SUPPLIED TEXT —

In [None]:
#### import global modules
import os
import sys
import pandas as pd
from pathlib import Path
from yaml import safe_load
import google.oauth2.credentials
from google.cloud import bigquery

# Set global vars
pth_project = Path(os.getcwd().split('notebooks')[0])
pth_data = pth_project / 'data'
pth_queries = pth_project / 'core' / 'queries'
pth_creds = pth_project / 'conf' / 'local' / 'project_config.yaml'
sys.path.insert(0, str(pth_project))
d_project_config = safe_load(pth_creds.open())
# d_params = safe_load((pth_project / 'core' / 'parameters' / 'common.yaml').open())['data_extract']

# import local modules
from core.utils.gcp import connect_bq_services
# from core.etl.extract import extract_bq_data, extract_pr_codes, format_conv_df, filter_convs

# Connect to google services
bq_client = connect_bq_services(d_project_config['gcp-project-name'])
pd.options.display.max_rows = 100

In [None]:
def extract_bq_data(bq_client, sql=None, pth_query=None):
    if sql is not None:
        df = bq_client.query(sql).to_dataframe()
    elif pth_query is not None:
        sql = pth_query.read_text()
        df = bq_client.query(sql).to_dataframe()
    else:
        raise ValueError('`sql` or `pth_query` should be set')  
    return df

In [None]:
Query_Termination_details='''

select * from `cio-datahub-enterprise-pr-183a.src_adc.bq_customer_account_terminated_details`

'''

In [None]:
Query_Termination_reason_lookup='''

select * from `cio-datahub-enterprise-pr-183a.src_adc.bq_termination_reason`

'''

In [None]:
Termination_DF= extract_bq_data(bq_client,sql=Query_Termination_details)

In [None]:
Termination_DF.info()

In [None]:
Termination_DF['term_date'].min(),Termination_DF['term_date'].max()

In [None]:
Termination_DF['term_reason'].value_counts()

In [None]:
Termination_DF['account_recycle_reason_id'].value_counts()

In [None]:
Termination_DF['account_recycle_reason_type_desc'].value_counts()

In [None]:
Termination_DF_Aug2022= Termination_DF[(Termination_DF['term_date']<'2022-09-01') & (Termination_DF['term_date']>='2022-08-01')]

In [None]:
Termination_DF_Aug2022.info()

In [None]:
Termination_lookup_DF= extract_bq_data(bq_client,sql=Query_Termination_reason_lookup)

In [None]:
Termination_lookup_DF.info()

TASK INPUTS —

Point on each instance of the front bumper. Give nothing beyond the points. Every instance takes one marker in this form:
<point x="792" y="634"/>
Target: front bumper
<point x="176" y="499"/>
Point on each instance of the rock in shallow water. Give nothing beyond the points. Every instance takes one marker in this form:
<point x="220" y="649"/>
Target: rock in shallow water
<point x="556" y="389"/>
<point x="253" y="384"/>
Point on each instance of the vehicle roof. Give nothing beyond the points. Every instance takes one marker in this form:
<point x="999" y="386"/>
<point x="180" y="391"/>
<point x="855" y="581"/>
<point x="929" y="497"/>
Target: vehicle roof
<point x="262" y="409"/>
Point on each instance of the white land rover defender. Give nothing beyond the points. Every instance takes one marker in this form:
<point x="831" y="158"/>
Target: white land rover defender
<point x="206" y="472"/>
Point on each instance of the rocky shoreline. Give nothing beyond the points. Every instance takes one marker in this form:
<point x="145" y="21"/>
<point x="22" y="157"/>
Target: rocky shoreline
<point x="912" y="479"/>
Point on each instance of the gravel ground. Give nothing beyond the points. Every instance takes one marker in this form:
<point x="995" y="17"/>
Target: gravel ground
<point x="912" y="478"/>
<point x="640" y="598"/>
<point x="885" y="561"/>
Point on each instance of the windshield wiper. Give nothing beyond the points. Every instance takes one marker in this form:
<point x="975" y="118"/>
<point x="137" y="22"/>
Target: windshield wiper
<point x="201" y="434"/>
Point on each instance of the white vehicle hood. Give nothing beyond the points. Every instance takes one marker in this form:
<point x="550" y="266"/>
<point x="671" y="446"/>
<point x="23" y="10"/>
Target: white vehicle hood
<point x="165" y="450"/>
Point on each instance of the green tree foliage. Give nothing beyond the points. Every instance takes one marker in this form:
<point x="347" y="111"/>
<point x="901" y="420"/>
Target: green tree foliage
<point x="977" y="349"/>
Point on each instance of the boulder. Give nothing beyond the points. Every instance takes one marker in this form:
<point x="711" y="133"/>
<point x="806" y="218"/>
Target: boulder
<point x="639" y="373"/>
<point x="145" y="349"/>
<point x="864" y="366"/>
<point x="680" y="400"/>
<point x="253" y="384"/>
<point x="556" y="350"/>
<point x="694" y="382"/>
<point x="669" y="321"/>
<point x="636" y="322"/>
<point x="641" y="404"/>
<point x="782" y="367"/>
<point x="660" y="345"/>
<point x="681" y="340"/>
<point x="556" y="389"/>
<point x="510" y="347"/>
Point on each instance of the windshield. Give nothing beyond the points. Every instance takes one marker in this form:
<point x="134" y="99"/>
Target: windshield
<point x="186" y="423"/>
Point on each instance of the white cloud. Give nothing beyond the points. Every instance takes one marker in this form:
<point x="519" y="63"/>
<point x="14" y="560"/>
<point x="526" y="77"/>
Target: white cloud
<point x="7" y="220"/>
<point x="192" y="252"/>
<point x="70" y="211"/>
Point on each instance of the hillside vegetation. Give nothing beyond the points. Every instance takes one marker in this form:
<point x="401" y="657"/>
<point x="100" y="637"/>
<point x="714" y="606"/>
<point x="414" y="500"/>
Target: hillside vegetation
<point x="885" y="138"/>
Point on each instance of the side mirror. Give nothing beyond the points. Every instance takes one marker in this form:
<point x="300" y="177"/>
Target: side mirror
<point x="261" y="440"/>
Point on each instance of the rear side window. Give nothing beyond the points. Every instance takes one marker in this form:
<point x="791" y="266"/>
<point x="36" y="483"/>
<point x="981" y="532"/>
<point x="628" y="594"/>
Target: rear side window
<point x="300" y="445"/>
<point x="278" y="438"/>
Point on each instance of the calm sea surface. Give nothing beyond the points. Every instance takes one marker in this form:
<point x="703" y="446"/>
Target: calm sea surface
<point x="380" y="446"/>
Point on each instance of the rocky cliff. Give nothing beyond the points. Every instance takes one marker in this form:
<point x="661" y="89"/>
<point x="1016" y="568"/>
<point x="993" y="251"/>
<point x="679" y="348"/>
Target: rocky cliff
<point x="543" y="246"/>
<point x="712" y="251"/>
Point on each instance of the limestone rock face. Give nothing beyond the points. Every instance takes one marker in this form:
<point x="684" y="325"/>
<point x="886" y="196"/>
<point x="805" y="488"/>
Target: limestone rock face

REQUIRED ACTIONS —
**a)** Answer these questions about the notebook, one per line:
(i) What exception does `extract_bq_data` raise when neither `sql` nor `pth_query` is given?
(ii) What value is `pd.options.display.max_rows` set to?
(iii) Which `term_date` range does `Termination_DF_Aug2022` keep?
**b)** Identify every line in the records that contains the string "rocky", and copy each such line. Case counts.
The notebook and the records have no connection to each other.

THE ANSWERS —
**a)**
(i) ValueError
(ii) 100
(iii) Dates on or after '2022-08-01' and before '2022-09-01'

**b)**
Point on each instance of the rocky shoreline. Give nothing beyond the points. Every instance takes one marker in this form:
Target: rocky shoreline
Point on each instance of the rocky cliff. Give nothing beyond the points. Every instance takes one marker in this form:
Target: rocky cliff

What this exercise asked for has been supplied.